*EXERCISE REQUIREMENTS*:
Count the lines in the rows below that contain the string "woman". Reply with the number alone.

*STORED DATA*:
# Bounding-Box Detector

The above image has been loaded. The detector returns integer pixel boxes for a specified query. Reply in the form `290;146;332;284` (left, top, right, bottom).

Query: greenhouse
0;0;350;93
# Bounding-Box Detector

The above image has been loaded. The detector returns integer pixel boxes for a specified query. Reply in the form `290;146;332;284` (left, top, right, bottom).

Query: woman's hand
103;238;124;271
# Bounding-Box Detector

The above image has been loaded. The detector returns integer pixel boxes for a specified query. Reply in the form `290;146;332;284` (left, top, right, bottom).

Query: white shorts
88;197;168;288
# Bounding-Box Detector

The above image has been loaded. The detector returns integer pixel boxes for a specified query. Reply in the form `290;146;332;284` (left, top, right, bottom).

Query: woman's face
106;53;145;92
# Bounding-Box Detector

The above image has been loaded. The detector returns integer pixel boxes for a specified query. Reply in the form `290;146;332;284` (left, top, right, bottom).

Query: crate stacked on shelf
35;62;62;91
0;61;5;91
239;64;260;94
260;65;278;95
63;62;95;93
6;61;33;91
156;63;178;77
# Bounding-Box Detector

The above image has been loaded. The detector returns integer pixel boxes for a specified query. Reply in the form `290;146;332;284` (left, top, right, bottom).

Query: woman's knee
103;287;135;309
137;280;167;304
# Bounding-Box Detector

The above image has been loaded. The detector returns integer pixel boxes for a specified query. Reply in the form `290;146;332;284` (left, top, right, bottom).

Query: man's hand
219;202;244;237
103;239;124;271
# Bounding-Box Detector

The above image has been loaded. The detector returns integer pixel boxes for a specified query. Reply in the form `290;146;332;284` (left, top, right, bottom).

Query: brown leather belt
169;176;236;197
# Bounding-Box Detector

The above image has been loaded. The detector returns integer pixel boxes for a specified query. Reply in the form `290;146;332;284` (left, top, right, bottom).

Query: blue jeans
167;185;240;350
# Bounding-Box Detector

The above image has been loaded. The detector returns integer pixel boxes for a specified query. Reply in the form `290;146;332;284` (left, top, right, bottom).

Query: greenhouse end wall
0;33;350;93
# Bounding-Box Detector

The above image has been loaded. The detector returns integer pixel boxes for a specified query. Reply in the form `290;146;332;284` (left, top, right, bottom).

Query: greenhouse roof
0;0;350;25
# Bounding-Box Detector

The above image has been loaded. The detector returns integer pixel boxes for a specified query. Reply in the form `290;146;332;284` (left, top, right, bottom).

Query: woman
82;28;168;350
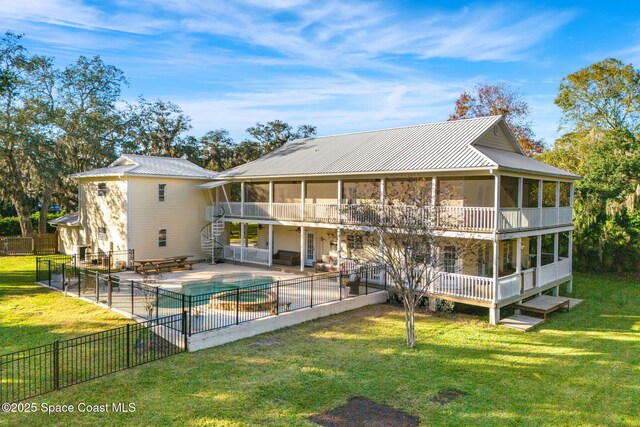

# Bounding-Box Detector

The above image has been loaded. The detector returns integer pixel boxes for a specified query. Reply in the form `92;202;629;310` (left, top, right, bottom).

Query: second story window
98;227;107;241
158;184;167;202
158;228;167;248
347;234;364;250
98;182;107;197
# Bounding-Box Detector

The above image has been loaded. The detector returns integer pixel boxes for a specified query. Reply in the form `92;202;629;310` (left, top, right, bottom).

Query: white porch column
538;179;545;227
379;178;386;265
300;180;307;220
269;181;273;219
554;181;560;225
338;179;342;224
567;231;573;294
240;181;244;218
493;236;500;302
516;177;524;228
300;227;307;271
493;175;500;233
240;222;245;262
569;182;573;209
269;224;273;267
536;234;542;287
489;307;500;325
336;227;342;271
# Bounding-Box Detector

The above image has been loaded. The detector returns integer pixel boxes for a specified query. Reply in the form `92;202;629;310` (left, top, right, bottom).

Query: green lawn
0;261;640;426
0;257;129;354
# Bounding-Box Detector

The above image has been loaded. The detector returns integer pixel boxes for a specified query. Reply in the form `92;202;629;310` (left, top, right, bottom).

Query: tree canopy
0;32;315;235
449;83;544;155
541;58;640;271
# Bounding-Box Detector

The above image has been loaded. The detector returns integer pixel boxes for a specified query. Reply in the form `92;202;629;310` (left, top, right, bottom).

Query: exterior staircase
200;206;225;264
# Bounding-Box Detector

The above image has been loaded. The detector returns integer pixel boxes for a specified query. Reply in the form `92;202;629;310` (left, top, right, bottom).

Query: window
558;231;570;259
560;182;571;206
522;179;539;208
158;228;167;248
98;227;107;241
540;234;556;265
444;245;460;273
478;243;493;277
542;181;556;208
158;184;167;202
347;234;364;249
500;176;519;208
98;182;107;197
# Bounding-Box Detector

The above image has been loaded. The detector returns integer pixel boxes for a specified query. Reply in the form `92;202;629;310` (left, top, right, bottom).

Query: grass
0;256;640;426
0;257;129;354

*RESULT BELOW*:
4